• Page excerpt
-------------------------

BRASILIA (Reuters) - The Brazilian government’s administrative reform proposals to simplify and reduce the cost of the public sector will generate at least 300 billion reais ($57 billion) of savings over the next decade, Economy Minister Paulo Guedes said on Wednesday.
This was the first estimate of how much the wide-ranging reforms will save the public purse.
The government presented its constitutional reform bill to congress last week, the first of a three-part legislative process. Officials said savings forecasts would come when second and third phases of guidelines on salaries are presented.
But speaking in an online live event hosted by the Braziliense Institute of Public Law, Guedes on Wednesday said a conservative estimate would be 300 billion reais over the next decade.
“In a very moderate way, we believe that it (savings) will be about 300 billion reais over 10 years. It is an important number,” Guedes said, noting that this follows last year’s social security reform that aims to generate savings of around 800 billion reais over 10 years.
“When you add it all up, you really regain control over the future path of public spending, which was our main concern - how to control the explosive dynamic of public spending,” Guedes said.
The economy ministry last week revised its 2020 fiscal forecasts to new record levels, to account for the extension of emergency payments to the poor through the end of the year.
The ministry now expects the central government primary deficit excluding interest payments to reach 866.4 billion reais ($167 bln) or 12.1% of gross domestic product this year, up from 787.4 billion reais, or 11% of GDP, as forecast in July.
Guedes said he expects the administrative reform bill to have a relatively smooth passage through congress and be approved later this year.
The reform bill will make it easier to fire civil servants and cuts their benefits, and gives the president sweeping powers to eliminate public sector jobs and bodies without congressional approval.

-------------------------

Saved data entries
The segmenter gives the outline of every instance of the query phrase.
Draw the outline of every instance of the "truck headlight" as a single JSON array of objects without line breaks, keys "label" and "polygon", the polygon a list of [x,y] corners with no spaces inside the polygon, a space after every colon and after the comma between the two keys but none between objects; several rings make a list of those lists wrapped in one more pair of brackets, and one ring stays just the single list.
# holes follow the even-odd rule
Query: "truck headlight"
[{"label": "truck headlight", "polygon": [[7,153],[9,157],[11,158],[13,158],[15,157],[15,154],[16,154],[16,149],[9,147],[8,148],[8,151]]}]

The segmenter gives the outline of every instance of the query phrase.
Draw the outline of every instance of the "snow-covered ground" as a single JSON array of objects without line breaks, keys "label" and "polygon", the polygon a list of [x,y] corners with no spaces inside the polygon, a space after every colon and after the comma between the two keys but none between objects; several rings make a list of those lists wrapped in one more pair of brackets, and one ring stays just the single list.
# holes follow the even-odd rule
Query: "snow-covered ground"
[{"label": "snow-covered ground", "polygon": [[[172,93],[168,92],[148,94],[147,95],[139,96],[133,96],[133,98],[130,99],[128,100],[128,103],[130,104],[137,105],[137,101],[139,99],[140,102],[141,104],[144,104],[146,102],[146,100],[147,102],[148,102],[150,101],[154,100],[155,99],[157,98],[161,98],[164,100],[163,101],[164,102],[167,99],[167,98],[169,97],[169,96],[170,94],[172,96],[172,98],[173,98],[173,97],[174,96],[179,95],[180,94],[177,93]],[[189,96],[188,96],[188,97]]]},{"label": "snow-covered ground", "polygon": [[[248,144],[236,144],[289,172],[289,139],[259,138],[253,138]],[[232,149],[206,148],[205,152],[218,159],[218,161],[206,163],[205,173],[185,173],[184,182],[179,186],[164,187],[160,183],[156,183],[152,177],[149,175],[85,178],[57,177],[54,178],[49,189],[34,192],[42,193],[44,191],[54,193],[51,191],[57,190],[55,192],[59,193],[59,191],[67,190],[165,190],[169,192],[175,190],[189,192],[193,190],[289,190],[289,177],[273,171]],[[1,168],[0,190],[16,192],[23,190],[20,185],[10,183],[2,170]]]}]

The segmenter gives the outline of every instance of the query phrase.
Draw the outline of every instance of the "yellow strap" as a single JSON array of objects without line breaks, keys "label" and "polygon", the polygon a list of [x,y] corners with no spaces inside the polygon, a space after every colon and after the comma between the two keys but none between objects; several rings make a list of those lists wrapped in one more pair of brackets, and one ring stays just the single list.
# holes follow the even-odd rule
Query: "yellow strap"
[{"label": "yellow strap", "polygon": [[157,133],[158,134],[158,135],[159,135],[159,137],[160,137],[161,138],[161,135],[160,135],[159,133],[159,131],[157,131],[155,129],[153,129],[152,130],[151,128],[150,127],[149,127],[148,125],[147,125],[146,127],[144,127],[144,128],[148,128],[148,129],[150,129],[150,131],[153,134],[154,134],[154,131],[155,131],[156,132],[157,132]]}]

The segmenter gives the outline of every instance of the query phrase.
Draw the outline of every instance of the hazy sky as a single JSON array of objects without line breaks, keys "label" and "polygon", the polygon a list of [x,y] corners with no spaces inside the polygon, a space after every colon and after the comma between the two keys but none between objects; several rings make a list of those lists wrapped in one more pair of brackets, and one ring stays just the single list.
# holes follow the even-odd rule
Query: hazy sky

-------------------------

• Task requirements
1) Answer these questions using the Brazil reform article:
(a) What total savings over ten years does Guedes estimate for the administrative reform proposals?
(b) Which organization hosted the online live event at which Guedes spoke?
(c) What share of gross domestic product does the economy ministry now expect the central government primary deficit to reach this year?
2) In the Brazil reform article, turn the paragraph beginning "The reform bill will make it easier" into a bulleted list that keeps its main facts.
3) Reproduce the stretch of the Brazil reform article from "The ministry now" through "forecast in July.".

• Outputs by task
1)
(a) At least 300 billion reais ($57 billion).
(b) The Braziliense Institute of Public Law.
(c) 12.1% of gross domestic product.

2)
The reform bill:
- makes it easier to fire civil servants
- cuts their benefits
- gives the president sweeping powers to eliminate public sector jobs and bodies without congressional approval

3)
The ministry now expects the central government primary deficit excluding interest payments to reach 866.4 billion reais ($167 bln) or 12.1% of gross domestic product this year, up from 787.4 billion reais, or 11% of GDP, as forecast in July.